# JOB 1
Copy out the article below on extending Dunedin airport's runway, word for word.

------ EXCERPT

Push for longer runway

ODT Graphic.
ODT Graphic.
A $20 million runway extension for Dunedin International Airport is a case of "not if but when", airport chief executive John McCall says.

He confirmed this week the company was talking to several long-haul budget carriers about flying into Dunedin, with a 500m runway extension "essential to their business".

The extension would enable larger aircraft, from as far afield as the United States or Southeast Asia, to land at the airport, an attractive option for long-haul budget airlines, he said.

A $20 million runway extension would be a "hard sell" project for the airport, jointly owned by the Dunedin City Council and the Crown, because the "community may not have the appetite for this sort of risk".

Invercargill took a similar risk by extending its runway in 2005, at a cost of $5 million, but no international carrier had committed to the airport, he said.

"Our company would not take on that business risk unless we have commitments. As far as a runway extension for Dunedin is concerned, it is a case of not if but when."

If a carrier committed to the airport, a runway extension could be built within a year, as the airport company owned the neighbouring properties and had resource consent, he said.

"It is something we have always signalled in our plans."

While airlines such as Air New Zealand were suspending transtasman flights from Dunedin and Hamilton, long-haul budget airlines were going from strength to strength, despite a worldwide economic downturn.

When deciding to fly into Australia for the first time, budget carrier Air Asia X opted for the Gold Coast rather than Sydney, Melbourne or Brisbane, Mr McCall said.

A Boeing 747 jumbo flight would add about $1 million of gross domestic product to Otago's economy, so it was not just the airport which would benefit.

"There is no doubt air travel is still the way of the future."

Long-haul budget airlines preferred flying into airports with a 24-hour rating and Christchurch and Dunedin were the likely South Island options.

------------

# JOB 2
Which lines of the records below contain the string "garage"? Select each of them and copy it out in full.

------ MATERIAL TO PROCESS

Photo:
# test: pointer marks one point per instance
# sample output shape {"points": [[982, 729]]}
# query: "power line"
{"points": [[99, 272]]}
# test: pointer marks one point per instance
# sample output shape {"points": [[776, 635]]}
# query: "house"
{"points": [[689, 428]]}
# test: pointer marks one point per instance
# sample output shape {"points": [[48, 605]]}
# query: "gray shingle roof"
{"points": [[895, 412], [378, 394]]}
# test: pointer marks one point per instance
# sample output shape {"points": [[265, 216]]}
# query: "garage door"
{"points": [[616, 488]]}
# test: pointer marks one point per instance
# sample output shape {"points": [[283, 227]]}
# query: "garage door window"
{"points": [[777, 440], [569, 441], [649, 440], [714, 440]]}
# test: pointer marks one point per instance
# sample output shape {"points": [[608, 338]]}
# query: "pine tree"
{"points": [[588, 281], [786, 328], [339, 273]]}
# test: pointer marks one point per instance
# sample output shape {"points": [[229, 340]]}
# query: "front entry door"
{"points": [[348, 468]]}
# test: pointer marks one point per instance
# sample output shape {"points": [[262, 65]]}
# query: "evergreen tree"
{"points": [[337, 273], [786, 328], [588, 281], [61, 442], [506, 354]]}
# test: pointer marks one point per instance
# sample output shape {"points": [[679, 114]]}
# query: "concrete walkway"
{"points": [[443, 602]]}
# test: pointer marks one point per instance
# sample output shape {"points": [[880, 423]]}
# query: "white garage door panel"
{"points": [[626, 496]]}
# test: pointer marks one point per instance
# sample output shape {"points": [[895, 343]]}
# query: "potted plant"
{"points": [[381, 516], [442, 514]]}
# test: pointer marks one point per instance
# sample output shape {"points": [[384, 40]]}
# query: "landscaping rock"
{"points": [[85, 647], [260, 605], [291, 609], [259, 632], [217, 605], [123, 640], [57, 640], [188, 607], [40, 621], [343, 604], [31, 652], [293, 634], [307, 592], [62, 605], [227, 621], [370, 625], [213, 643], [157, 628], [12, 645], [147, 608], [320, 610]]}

------------

# EXERCISE OUTPUT 1
Push for longer runway

ODT Graphic.
ODT Graphic.
A $20 million runway extension for Dunedin International Airport is a case of "not if but when", airport chief executive John McCall says.

He confirmed this week the company was talking to several long-haul budget carriers about flying into Dunedin, with a 500m runway extension "essential to their business".

The extension would enable larger aircraft, from as far afield as the United States or Southeast Asia, to land at the airport, an attractive option for long-haul budget airlines, he said.

A $20 million runway extension would be a "hard sell" project for the airport, jointly owned by the Dunedin City Council and the Crown, because the "community may not have the appetite for this sort of risk".

Invercargill took a similar risk by extending its runway in 2005, at a cost of $5 million, but no international carrier had committed to the airport, he said.

"Our company would not take on that business risk unless we have commitments. As far as a runway extension for Dunedin is concerned, it is a case of not if but when."

If a carrier committed to the airport, a runway extension could be built within a year, as the airport company owned the neighbouring properties and had resource consent, he said.

"It is something we have always signalled in our plans."

While airlines such as Air New Zealand were suspending transtasman flights from Dunedin and Hamilton, long-haul budget airlines were going from strength to strength, despite a worldwide economic downturn.

When deciding to fly into Australia for the first time, budget carrier Air Asia X opted for the Gold Coast rather than Sydney, Melbourne or Brisbane, Mr McCall said.

A Boeing 747 jumbo flight would add about $1 million of gross domestic product to Otago's economy, so it was not just the airport which would benefit.

"There is no doubt air travel is still the way of the future."

Long-haul budget airlines preferred flying into airports with a 24-hour rating and Christchurch and Dunedin were the likely South Island options.

# EXERCISE OUTPUT 2
# query: "garage door"
# query: "garage door window"
# query: "white garage door panel"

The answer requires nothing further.